[GIVEN REQUEST]
Rewrite every line of the entries below as a Markdown table with the columns "Row" and "Line," numbering the rows in order and omitting blank lines.

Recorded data
::::::::::

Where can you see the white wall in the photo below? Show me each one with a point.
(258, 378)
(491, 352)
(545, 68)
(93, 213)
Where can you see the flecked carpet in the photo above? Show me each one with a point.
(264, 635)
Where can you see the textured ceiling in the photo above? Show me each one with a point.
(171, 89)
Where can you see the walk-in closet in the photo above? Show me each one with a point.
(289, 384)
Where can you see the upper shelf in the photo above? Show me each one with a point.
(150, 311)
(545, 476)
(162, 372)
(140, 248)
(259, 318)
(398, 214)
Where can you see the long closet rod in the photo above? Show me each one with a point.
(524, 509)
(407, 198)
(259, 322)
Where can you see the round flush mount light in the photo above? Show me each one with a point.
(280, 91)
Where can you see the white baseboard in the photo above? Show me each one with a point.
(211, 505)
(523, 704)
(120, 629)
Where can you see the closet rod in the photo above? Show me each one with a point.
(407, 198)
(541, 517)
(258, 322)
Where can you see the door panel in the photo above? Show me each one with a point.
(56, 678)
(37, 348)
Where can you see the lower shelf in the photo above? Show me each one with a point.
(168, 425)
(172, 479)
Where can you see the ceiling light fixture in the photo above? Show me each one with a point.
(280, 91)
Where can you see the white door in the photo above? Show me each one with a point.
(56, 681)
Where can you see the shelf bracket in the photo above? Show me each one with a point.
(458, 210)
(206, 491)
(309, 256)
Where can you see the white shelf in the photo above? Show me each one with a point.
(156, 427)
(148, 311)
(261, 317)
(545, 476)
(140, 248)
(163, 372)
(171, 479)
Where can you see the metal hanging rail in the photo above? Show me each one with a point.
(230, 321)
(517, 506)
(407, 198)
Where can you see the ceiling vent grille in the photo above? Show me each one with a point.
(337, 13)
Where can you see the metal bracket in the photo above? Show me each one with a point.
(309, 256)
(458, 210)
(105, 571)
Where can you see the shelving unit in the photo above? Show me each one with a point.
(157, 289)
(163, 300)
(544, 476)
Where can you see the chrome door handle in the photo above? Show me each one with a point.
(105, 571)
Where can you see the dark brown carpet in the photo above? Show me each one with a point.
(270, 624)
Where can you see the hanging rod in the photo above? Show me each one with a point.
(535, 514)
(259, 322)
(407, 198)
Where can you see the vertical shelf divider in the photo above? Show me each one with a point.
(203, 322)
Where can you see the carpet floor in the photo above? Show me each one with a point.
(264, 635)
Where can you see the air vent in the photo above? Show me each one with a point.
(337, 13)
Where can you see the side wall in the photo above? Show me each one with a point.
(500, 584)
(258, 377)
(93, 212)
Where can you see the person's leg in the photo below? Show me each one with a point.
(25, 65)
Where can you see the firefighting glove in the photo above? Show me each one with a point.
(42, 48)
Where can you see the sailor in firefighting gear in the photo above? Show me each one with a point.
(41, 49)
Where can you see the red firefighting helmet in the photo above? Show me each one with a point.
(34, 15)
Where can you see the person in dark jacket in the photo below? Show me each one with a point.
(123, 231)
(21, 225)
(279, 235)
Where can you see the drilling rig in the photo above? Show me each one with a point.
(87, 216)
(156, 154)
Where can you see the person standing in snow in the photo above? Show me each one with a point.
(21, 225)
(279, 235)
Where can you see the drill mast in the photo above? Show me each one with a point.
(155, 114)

::::::::::

[CORRECT RESULT]
| Row | Line |
|---|---|
| 1 | Where can you see the white wall in the photo below? Show me each one with a point. |
| 2 | (258, 378) |
| 3 | (491, 352) |
| 4 | (545, 68) |
| 5 | (93, 213) |
| 6 | Where can you see the flecked carpet in the photo above? Show me each one with a point. |
| 7 | (264, 635) |
| 8 | Where can you see the textured ceiling in the photo above? Show me each one with a point. |
| 9 | (171, 89) |
| 10 | Where can you see the walk-in closet in the photo above? Show me each one with a point. |
| 11 | (289, 384) |
| 12 | Where can you see the upper shelf in the photo above? Show me each one with a point. |
| 13 | (150, 311) |
| 14 | (545, 476) |
| 15 | (162, 372) |
| 16 | (140, 248) |
| 17 | (259, 318) |
| 18 | (398, 214) |
| 19 | Where can you see the long closet rod in the photo above? Show me each one with a point. |
| 20 | (524, 509) |
| 21 | (407, 198) |
| 22 | (259, 322) |
| 23 | Where can you see the round flush mount light in the photo above? Show me each one with a point. |
| 24 | (280, 91) |
| 25 | Where can you see the white baseboard in the photo above? Show me each one with a point. |
| 26 | (211, 505) |
| 27 | (523, 704) |
| 28 | (120, 629) |
| 29 | Where can you see the closet rod in the photo above? Show me each one with a point. |
| 30 | (407, 198) |
| 31 | (541, 517) |
| 32 | (258, 322) |
| 33 | Where can you see the door panel in the photo above? Show me each one with a point. |
| 34 | (56, 678) |
| 35 | (37, 348) |
| 36 | Where can you see the lower shelf in the photo above? Show me each one with a point. |
| 37 | (168, 425) |
| 38 | (172, 479) |
| 39 | Where can you see the ceiling light fixture in the photo above? Show me each one with a point. |
| 40 | (280, 91) |
| 41 | Where can you see the white door in the photo above? Show me each one with a point. |
| 42 | (56, 681) |
| 43 | Where can you see the shelf bracket in the photo above? Show me each one with a point. |
| 44 | (458, 210) |
| 45 | (206, 491) |
| 46 | (309, 256) |
| 47 | Where can you see the white shelf in the photo above? Show me each one with a point. |
| 48 | (156, 427) |
| 49 | (148, 311) |
| 50 | (261, 317) |
| 51 | (545, 476) |
| 52 | (140, 248) |
| 53 | (163, 372) |
| 54 | (171, 479) |
| 55 | Where can you see the metal hanging rail in the photo above? Show me each one with a point. |
| 56 | (230, 321) |
| 57 | (517, 506) |
| 58 | (407, 198) |
| 59 | Where can you see the ceiling vent grille in the photo above? Show me each one with a point. |
| 60 | (337, 13) |
| 61 | Where can you see the metal bracket in the photo above? Show me each one with a point. |
| 62 | (309, 256) |
| 63 | (458, 210) |
| 64 | (105, 571) |
| 65 | Where can you see the shelving unit in the photo above? Show me each one with a point. |
| 66 | (157, 289) |
| 67 | (163, 300) |
| 68 | (544, 476) |
| 69 | Where can you see the chrome door handle in the photo above? Show me each one with a point. |
| 70 | (105, 571) |
| 71 | Where can you see the dark brown carpet in the photo above? Show me each one with a point. |
| 72 | (270, 624) |
| 73 | Where can you see the hanging rod in the photo above? Show me each one with a point. |
| 74 | (535, 514) |
| 75 | (259, 322) |
| 76 | (407, 198) |
| 77 | Where can you see the vertical shelf divider in the photo above? Show me each one with a point. |
| 78 | (203, 322) |
| 79 | Where can you see the carpet floor in the photo above? Show me each one with a point. |
| 80 | (264, 635) |
| 81 | Where can you see the air vent in the photo above? Show me each one with a point. |
| 82 | (337, 13) |
| 83 | Where can you see the side wall in the photo above? Show me each one with a point. |
| 84 | (500, 584) |
| 85 | (258, 377) |
| 86 | (93, 212) |
| 87 | Where can you see the person's leg in the photo below? Show me each one with a point. |
| 88 | (25, 65) |
| 89 | Where can you see the firefighting glove in the photo above? Show me each one with a point. |
| 90 | (42, 48) |
| 91 | Where can you see the sailor in firefighting gear in the photo above? Show me each one with a point. |
| 92 | (41, 49) |
| 93 | Where can you see the red firefighting helmet in the photo above? Show me each one with a point. |
| 94 | (34, 15) |
| 95 | Where can you see the person in dark jacket in the photo below? Show me each one with a point. |
| 96 | (123, 231) |
| 97 | (21, 225) |
| 98 | (279, 235) |
| 99 | Where can you see the drilling rig in the photo above? Show me each one with a point. |
| 100 | (87, 216) |
| 101 | (156, 154) |
| 102 | Where can you see the person standing in snow in the photo above? Show me each one with a point. |
| 103 | (21, 225) |
| 104 | (279, 235) |
| 105 | Where can you see the drill mast in the photo above? Show me each one with a point. |
| 106 | (155, 114) |